Express the lines of the data from the one containing "Labeling batch C. For the image above, tag the window" through the end of the data, both included, as a numbered list, omitting any blank lines.

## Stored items
______

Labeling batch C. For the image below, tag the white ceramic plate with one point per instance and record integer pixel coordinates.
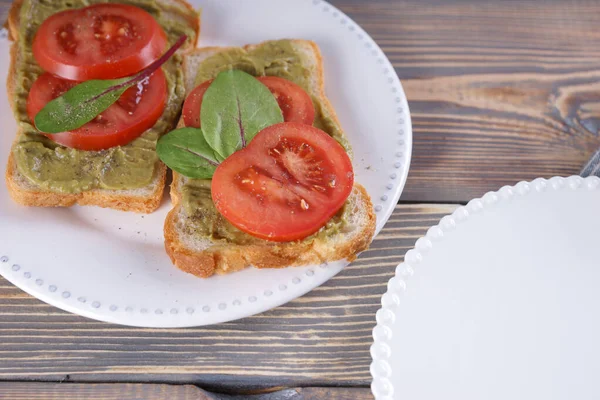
(501, 300)
(112, 266)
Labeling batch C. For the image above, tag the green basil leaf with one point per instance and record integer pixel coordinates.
(235, 107)
(79, 105)
(87, 100)
(186, 151)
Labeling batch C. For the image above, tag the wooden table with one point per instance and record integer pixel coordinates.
(499, 92)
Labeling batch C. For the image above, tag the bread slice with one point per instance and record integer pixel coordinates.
(203, 257)
(142, 200)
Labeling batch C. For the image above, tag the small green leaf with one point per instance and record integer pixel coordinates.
(79, 105)
(186, 151)
(234, 109)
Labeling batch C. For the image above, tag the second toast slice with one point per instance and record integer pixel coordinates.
(200, 241)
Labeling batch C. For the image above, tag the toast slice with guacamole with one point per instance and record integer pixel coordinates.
(199, 239)
(127, 177)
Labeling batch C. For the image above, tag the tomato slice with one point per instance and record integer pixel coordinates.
(294, 102)
(136, 111)
(192, 105)
(289, 181)
(102, 41)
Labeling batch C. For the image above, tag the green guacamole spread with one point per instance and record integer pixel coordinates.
(59, 169)
(275, 58)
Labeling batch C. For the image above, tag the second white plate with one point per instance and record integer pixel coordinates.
(499, 301)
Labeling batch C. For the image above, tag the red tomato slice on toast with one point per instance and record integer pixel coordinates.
(136, 111)
(289, 181)
(102, 41)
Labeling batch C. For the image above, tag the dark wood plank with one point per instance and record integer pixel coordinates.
(498, 91)
(128, 391)
(320, 339)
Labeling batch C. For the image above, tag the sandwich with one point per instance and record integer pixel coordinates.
(110, 161)
(283, 197)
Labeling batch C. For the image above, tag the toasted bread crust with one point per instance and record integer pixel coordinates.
(100, 198)
(103, 198)
(223, 258)
(226, 258)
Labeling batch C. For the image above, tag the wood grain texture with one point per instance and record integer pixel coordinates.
(128, 391)
(320, 339)
(499, 91)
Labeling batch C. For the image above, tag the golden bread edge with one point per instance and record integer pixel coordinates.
(31, 197)
(227, 258)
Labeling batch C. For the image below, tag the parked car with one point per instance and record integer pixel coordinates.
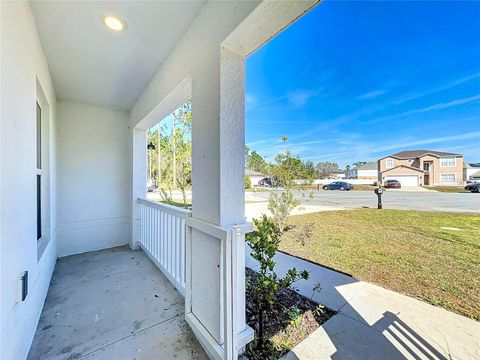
(473, 187)
(392, 184)
(151, 185)
(268, 182)
(338, 185)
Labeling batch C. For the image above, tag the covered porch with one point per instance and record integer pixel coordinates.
(113, 304)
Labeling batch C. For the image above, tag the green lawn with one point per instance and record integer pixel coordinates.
(412, 252)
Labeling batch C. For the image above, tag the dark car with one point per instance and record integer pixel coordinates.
(268, 182)
(392, 184)
(338, 185)
(473, 187)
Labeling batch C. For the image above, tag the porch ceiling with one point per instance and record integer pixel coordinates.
(93, 65)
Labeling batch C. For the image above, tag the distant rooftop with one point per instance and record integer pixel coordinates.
(372, 165)
(472, 165)
(249, 172)
(408, 154)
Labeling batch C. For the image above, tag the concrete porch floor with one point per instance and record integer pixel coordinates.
(112, 304)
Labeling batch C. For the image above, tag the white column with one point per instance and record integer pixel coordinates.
(139, 180)
(217, 295)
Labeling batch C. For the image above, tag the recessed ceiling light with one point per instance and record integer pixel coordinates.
(114, 23)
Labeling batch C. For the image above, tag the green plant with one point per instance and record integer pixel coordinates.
(166, 196)
(264, 242)
(248, 182)
(280, 204)
(295, 316)
(319, 310)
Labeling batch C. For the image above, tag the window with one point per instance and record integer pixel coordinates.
(447, 177)
(39, 172)
(447, 162)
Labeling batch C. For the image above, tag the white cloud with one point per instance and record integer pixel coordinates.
(299, 98)
(372, 94)
(438, 89)
(433, 107)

______

## Result of this exercise
1. Labeling batch C. For the image above, tag the window with one point per instance and record integer pixel coordinates.
2. (447, 177)
3. (39, 172)
4. (447, 162)
5. Labeling batch C. For the image above, tag the white cloud with one point per instance and record integer pixel coordinates.
6. (299, 98)
7. (372, 94)
8. (438, 89)
9. (433, 107)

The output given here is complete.